### Your instructions:
Reproduce only the stretch of the listing from the line containing "Task: indicate one point on every instance of the green flower" through the end of the listing, with the requests included. Scale every pixel coordinate in the answers by 0.25, and round each result to a whole number, with halves rounded up.

### Records provided:
--- start ---

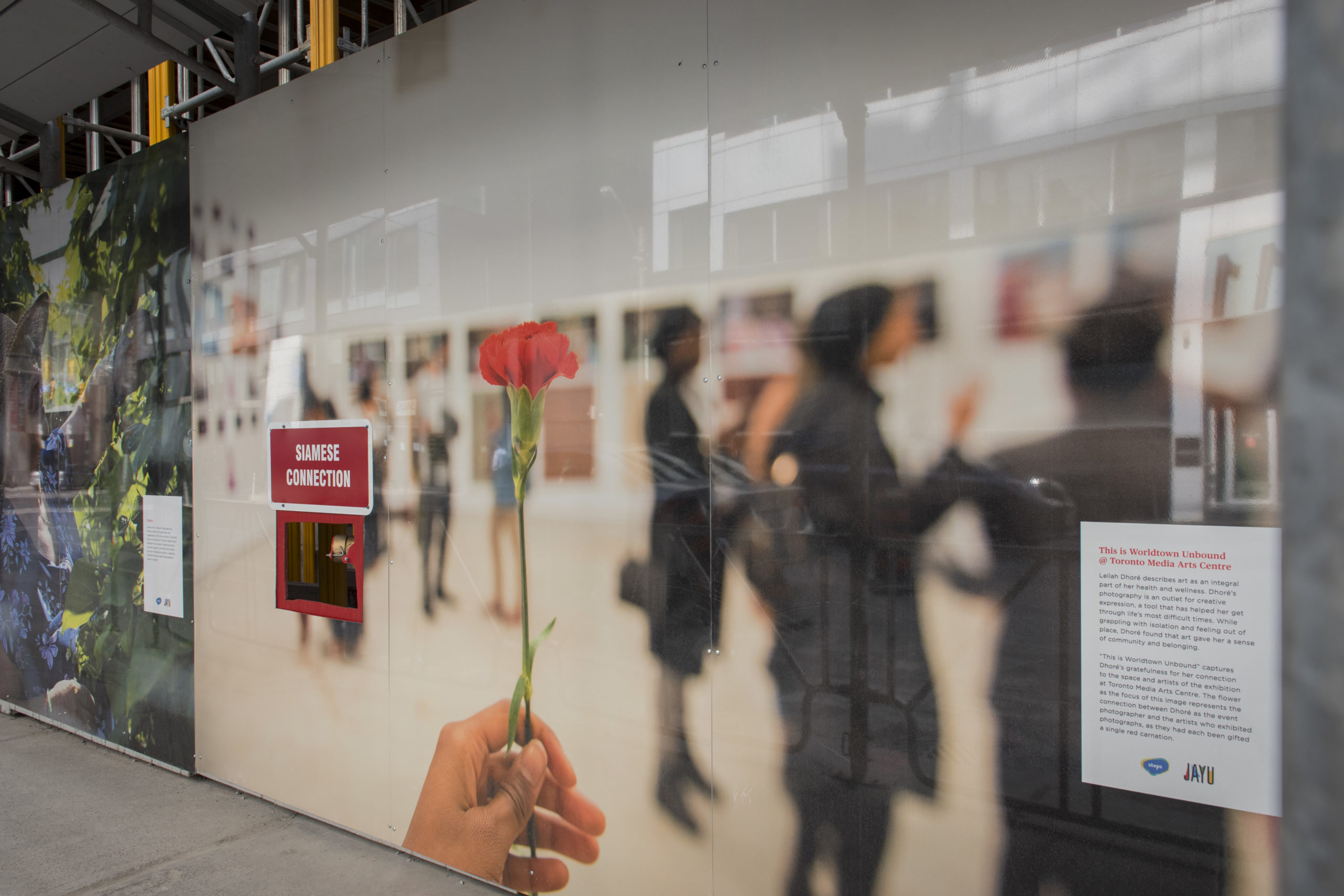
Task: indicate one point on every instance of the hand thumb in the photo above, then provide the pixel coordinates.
(512, 804)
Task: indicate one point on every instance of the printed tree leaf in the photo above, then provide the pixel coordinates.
(81, 589)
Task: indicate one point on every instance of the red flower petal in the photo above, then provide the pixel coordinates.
(527, 356)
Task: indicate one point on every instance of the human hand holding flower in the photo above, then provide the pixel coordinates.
(524, 361)
(476, 803)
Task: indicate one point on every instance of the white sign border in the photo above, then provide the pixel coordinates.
(322, 508)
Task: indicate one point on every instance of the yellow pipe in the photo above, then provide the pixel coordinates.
(163, 87)
(322, 33)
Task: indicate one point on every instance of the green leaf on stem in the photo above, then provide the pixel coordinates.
(519, 690)
(537, 642)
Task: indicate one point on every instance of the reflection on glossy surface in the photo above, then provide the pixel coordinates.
(865, 644)
(96, 397)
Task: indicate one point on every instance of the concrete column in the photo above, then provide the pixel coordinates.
(1314, 452)
(246, 59)
(51, 154)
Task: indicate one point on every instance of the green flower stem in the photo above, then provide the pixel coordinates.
(522, 467)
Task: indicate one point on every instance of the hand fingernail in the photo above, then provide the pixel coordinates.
(534, 761)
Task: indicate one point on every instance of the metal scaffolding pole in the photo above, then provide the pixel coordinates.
(289, 59)
(138, 105)
(287, 41)
(92, 127)
(93, 140)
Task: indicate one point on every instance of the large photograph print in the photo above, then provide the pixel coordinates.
(738, 386)
(96, 399)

--- end ---

### Exercise output:
Task: indicate one point on every instance of the green flower stem in the photo above, then provide the pixel coordinates.
(131, 117)
Task: indicate one point on every instance of the hand fingernail in the photo above, then provide the pixel coordinates.
(134, 190)
Task: indicate one point on every instance of the metal scaffolding pole in the photo above, then provide the pixel coordinates.
(72, 15)
(35, 26)
(72, 10)
(23, 32)
(23, 35)
Task: indicate one point on every instance of the large photograph print in the photo above, then provide the pixel coordinates.
(185, 97)
(24, 100)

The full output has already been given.